* **Task details**
Go through the records and transcribe them exactly, passing over any picture.

* **Given records**
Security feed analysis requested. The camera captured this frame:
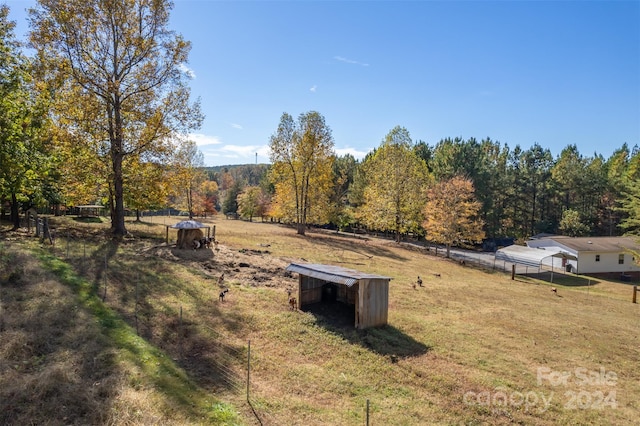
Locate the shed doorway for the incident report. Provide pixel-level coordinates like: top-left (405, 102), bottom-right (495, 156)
top-left (305, 281), bottom-right (357, 329)
top-left (322, 283), bottom-right (338, 303)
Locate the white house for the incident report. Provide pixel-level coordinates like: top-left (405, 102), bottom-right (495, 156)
top-left (526, 236), bottom-right (640, 277)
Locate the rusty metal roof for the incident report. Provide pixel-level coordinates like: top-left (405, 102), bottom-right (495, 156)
top-left (286, 263), bottom-right (391, 287)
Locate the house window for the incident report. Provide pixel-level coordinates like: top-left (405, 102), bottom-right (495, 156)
top-left (595, 255), bottom-right (600, 262)
top-left (618, 254), bottom-right (624, 265)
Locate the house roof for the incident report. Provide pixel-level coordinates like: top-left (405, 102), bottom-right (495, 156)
top-left (495, 245), bottom-right (577, 268)
top-left (286, 263), bottom-right (391, 287)
top-left (543, 236), bottom-right (640, 253)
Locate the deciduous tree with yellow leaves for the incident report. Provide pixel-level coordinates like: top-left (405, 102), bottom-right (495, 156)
top-left (358, 126), bottom-right (430, 242)
top-left (422, 175), bottom-right (485, 257)
top-left (268, 111), bottom-right (334, 235)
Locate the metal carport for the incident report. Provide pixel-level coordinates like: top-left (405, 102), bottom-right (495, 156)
top-left (495, 245), bottom-right (578, 274)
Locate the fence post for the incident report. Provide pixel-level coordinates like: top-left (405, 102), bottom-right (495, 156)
top-left (366, 399), bottom-right (370, 426)
top-left (179, 306), bottom-right (183, 359)
top-left (246, 340), bottom-right (251, 402)
top-left (511, 264), bottom-right (515, 280)
top-left (135, 277), bottom-right (139, 335)
top-left (103, 253), bottom-right (108, 301)
top-left (633, 286), bottom-right (637, 304)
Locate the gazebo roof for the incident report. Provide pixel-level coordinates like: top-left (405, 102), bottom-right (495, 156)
top-left (170, 220), bottom-right (207, 229)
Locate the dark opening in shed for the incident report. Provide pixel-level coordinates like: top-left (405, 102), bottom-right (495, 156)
top-left (285, 263), bottom-right (392, 329)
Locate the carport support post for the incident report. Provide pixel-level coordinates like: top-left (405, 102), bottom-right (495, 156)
top-left (511, 264), bottom-right (515, 280)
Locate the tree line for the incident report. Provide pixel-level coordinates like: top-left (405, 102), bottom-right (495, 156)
top-left (1, 2), bottom-right (638, 249)
top-left (262, 111), bottom-right (639, 250)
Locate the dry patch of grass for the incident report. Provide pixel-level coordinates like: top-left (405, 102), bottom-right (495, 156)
top-left (2, 215), bottom-right (639, 425)
top-left (0, 237), bottom-right (240, 425)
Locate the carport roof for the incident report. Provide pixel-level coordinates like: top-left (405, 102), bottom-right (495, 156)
top-left (286, 263), bottom-right (391, 287)
top-left (495, 245), bottom-right (577, 268)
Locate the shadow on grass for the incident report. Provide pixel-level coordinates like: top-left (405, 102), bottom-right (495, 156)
top-left (36, 252), bottom-right (239, 424)
top-left (305, 231), bottom-right (410, 262)
top-left (72, 216), bottom-right (104, 223)
top-left (303, 302), bottom-right (429, 358)
top-left (521, 271), bottom-right (601, 287)
top-left (158, 316), bottom-right (246, 393)
top-left (0, 248), bottom-right (118, 425)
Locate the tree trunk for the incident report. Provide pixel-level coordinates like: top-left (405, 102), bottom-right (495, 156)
top-left (297, 222), bottom-right (305, 235)
top-left (109, 88), bottom-right (127, 236)
top-left (112, 149), bottom-right (127, 235)
top-left (135, 209), bottom-right (141, 222)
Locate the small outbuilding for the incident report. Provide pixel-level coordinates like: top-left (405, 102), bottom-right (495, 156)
top-left (166, 220), bottom-right (213, 248)
top-left (285, 263), bottom-right (391, 329)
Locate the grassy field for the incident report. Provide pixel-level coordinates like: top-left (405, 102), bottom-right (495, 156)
top-left (1, 215), bottom-right (639, 425)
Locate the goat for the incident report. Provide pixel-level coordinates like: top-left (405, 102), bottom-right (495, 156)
top-left (289, 297), bottom-right (297, 310)
top-left (417, 276), bottom-right (423, 287)
top-left (217, 273), bottom-right (225, 286)
top-left (551, 287), bottom-right (558, 296)
top-left (433, 273), bottom-right (441, 278)
top-left (219, 288), bottom-right (229, 302)
top-left (192, 239), bottom-right (201, 250)
top-left (202, 237), bottom-right (212, 249)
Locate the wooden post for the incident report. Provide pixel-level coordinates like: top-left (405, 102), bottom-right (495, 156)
top-left (246, 340), bottom-right (251, 402)
top-left (366, 399), bottom-right (370, 426)
top-left (511, 264), bottom-right (515, 280)
top-left (179, 306), bottom-right (183, 359)
top-left (135, 277), bottom-right (139, 335)
top-left (633, 285), bottom-right (637, 304)
top-left (102, 253), bottom-right (108, 301)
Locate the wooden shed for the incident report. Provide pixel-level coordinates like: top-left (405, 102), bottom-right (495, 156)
top-left (285, 263), bottom-right (391, 329)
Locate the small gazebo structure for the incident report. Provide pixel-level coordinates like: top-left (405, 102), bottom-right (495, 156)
top-left (286, 263), bottom-right (391, 329)
top-left (77, 205), bottom-right (104, 217)
top-left (166, 220), bottom-right (214, 248)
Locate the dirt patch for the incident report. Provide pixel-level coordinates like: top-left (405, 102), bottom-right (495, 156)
top-left (139, 242), bottom-right (296, 291)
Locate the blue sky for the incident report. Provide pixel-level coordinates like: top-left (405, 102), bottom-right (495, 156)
top-left (6, 0), bottom-right (640, 166)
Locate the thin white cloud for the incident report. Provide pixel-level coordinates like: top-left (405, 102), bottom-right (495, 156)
top-left (334, 56), bottom-right (369, 67)
top-left (230, 123), bottom-right (243, 130)
top-left (310, 85), bottom-right (317, 93)
top-left (179, 63), bottom-right (196, 79)
top-left (189, 133), bottom-right (221, 146)
top-left (200, 143), bottom-right (271, 165)
top-left (335, 147), bottom-right (369, 160)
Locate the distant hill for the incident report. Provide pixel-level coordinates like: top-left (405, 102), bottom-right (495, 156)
top-left (203, 164), bottom-right (270, 187)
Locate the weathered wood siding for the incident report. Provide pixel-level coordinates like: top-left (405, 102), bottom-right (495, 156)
top-left (299, 275), bottom-right (323, 306)
top-left (297, 274), bottom-right (389, 329)
top-left (356, 278), bottom-right (389, 329)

* **Answer for the task**
Security feed analysis requested. The camera captured this frame:
Locate the shed doorway for the incident report. Provide pixel-level coordinates like: top-left (405, 102), bottom-right (495, 156)
top-left (305, 281), bottom-right (357, 329)
top-left (322, 283), bottom-right (338, 303)
Locate the white house for the incident report. Provide pixel-level coordinates like: top-left (405, 102), bottom-right (495, 156)
top-left (526, 236), bottom-right (640, 277)
Locate the rusty metal roof for the incident report. Provide pixel-level coordinates like: top-left (405, 102), bottom-right (495, 156)
top-left (286, 263), bottom-right (391, 287)
Locate the house window for the incident report. Provide pixel-level coordinates like: top-left (405, 102), bottom-right (495, 156)
top-left (595, 255), bottom-right (600, 262)
top-left (618, 254), bottom-right (624, 265)
Locate the house roof for the incident report. Provide pixel-level coordinates like: top-left (405, 102), bottom-right (495, 156)
top-left (495, 245), bottom-right (577, 268)
top-left (286, 263), bottom-right (391, 287)
top-left (543, 236), bottom-right (640, 253)
Locate the deciduous tree with yellow leaves for the incident report. Provide pixel-level coordinates like: top-left (405, 102), bottom-right (495, 156)
top-left (358, 126), bottom-right (430, 242)
top-left (422, 175), bottom-right (485, 257)
top-left (268, 111), bottom-right (334, 235)
Locate the metal carport for the incident report. Provide pixel-level coordinates like: top-left (405, 102), bottom-right (495, 156)
top-left (495, 245), bottom-right (578, 274)
Locate the fence post for the incident report. Provide pixel-level coordinates like: top-left (405, 102), bottom-right (495, 156)
top-left (366, 399), bottom-right (370, 426)
top-left (179, 306), bottom-right (183, 359)
top-left (246, 340), bottom-right (251, 402)
top-left (511, 264), bottom-right (515, 280)
top-left (135, 277), bottom-right (139, 335)
top-left (103, 253), bottom-right (108, 301)
top-left (633, 286), bottom-right (637, 304)
Locate the gazebo roof for the incident report. Provide pixel-level coordinates like: top-left (405, 102), bottom-right (495, 156)
top-left (170, 220), bottom-right (207, 229)
Locate the dark opening in shed for the incident report. Provide pixel-level coordinates like: top-left (405, 102), bottom-right (495, 156)
top-left (285, 263), bottom-right (392, 329)
Locate the carport support post for the incident report. Provide pixel-level coordinates like: top-left (405, 102), bottom-right (495, 156)
top-left (511, 264), bottom-right (515, 280)
Locate the tree line for the incident report. Provide pixel-level coordinates like: top-left (405, 102), bottom-right (495, 156)
top-left (1, 2), bottom-right (638, 249)
top-left (262, 111), bottom-right (639, 250)
Locate the dry patch of grass for the incident report. Provide pixel-level coordinates like: top-left (405, 102), bottom-right (495, 156)
top-left (2, 215), bottom-right (639, 425)
top-left (0, 237), bottom-right (240, 425)
Locate the carport roof for the incident report. Provide pixel-level coordinates like: top-left (405, 102), bottom-right (495, 156)
top-left (286, 263), bottom-right (391, 287)
top-left (495, 245), bottom-right (577, 268)
Locate the shadow on grass for the incident report. Provide pixel-level coordinates like: top-left (405, 102), bottom-right (495, 156)
top-left (36, 252), bottom-right (239, 424)
top-left (305, 231), bottom-right (410, 262)
top-left (72, 216), bottom-right (104, 223)
top-left (303, 302), bottom-right (429, 358)
top-left (521, 271), bottom-right (601, 287)
top-left (158, 316), bottom-right (246, 393)
top-left (0, 248), bottom-right (118, 425)
Locate the tree trunk for the incident report. Provide pixel-level coordinates like: top-left (405, 102), bottom-right (495, 156)
top-left (297, 222), bottom-right (305, 235)
top-left (109, 88), bottom-right (127, 236)
top-left (112, 149), bottom-right (127, 235)
top-left (135, 209), bottom-right (141, 222)
Locate the small outbuilding for the incident report. Provide pixel-level coordinates like: top-left (405, 102), bottom-right (495, 156)
top-left (166, 220), bottom-right (213, 248)
top-left (285, 263), bottom-right (391, 329)
Locate the grassy field for the incident report. Provide pixel-level coordinates like: top-left (405, 102), bottom-right (495, 156)
top-left (1, 215), bottom-right (639, 425)
Locate the goat for the incident report. Provide pixel-level coordinates like: top-left (405, 102), bottom-right (495, 156)
top-left (289, 297), bottom-right (297, 310)
top-left (417, 276), bottom-right (423, 287)
top-left (217, 273), bottom-right (225, 286)
top-left (551, 287), bottom-right (558, 296)
top-left (433, 273), bottom-right (441, 278)
top-left (219, 288), bottom-right (229, 302)
top-left (192, 239), bottom-right (201, 250)
top-left (202, 237), bottom-right (212, 249)
Locate the wooden post for the incident report. Provide pixel-level coordinates like: top-left (405, 102), bottom-right (495, 156)
top-left (246, 340), bottom-right (251, 402)
top-left (366, 399), bottom-right (370, 426)
top-left (511, 264), bottom-right (515, 280)
top-left (179, 306), bottom-right (183, 359)
top-left (135, 277), bottom-right (139, 335)
top-left (633, 285), bottom-right (637, 304)
top-left (102, 253), bottom-right (108, 301)
Locate the wooden shed for the incident report. Provide pixel-level coordinates like: top-left (405, 102), bottom-right (495, 156)
top-left (285, 263), bottom-right (391, 329)
Locate the small gazebo structure for the incident report. Provide pixel-level coordinates like: top-left (405, 102), bottom-right (495, 156)
top-left (286, 263), bottom-right (391, 329)
top-left (77, 205), bottom-right (104, 217)
top-left (166, 220), bottom-right (214, 248)
Locate the dirt patch for the incident report. Provide pixel-level coordinates like: top-left (405, 102), bottom-right (495, 156)
top-left (139, 242), bottom-right (296, 291)
Locate the blue sky for the incident report. Provide pixel-level coordinates like: top-left (405, 102), bottom-right (495, 156)
top-left (6, 0), bottom-right (640, 166)
Locate the thin white cloud for the incident report. Provide pixel-level coordinates like: top-left (405, 102), bottom-right (495, 156)
top-left (334, 56), bottom-right (369, 67)
top-left (230, 123), bottom-right (243, 130)
top-left (310, 85), bottom-right (317, 93)
top-left (179, 63), bottom-right (196, 79)
top-left (189, 133), bottom-right (221, 146)
top-left (200, 143), bottom-right (271, 165)
top-left (335, 147), bottom-right (369, 160)
Locate the distant hill for the incident report. Provide pixel-level coordinates like: top-left (405, 102), bottom-right (495, 156)
top-left (203, 164), bottom-right (270, 187)
Locate the weathered wood siding for the incident report. Provide pixel-level coordinates like: top-left (405, 102), bottom-right (495, 156)
top-left (299, 275), bottom-right (323, 306)
top-left (297, 274), bottom-right (389, 329)
top-left (356, 278), bottom-right (389, 329)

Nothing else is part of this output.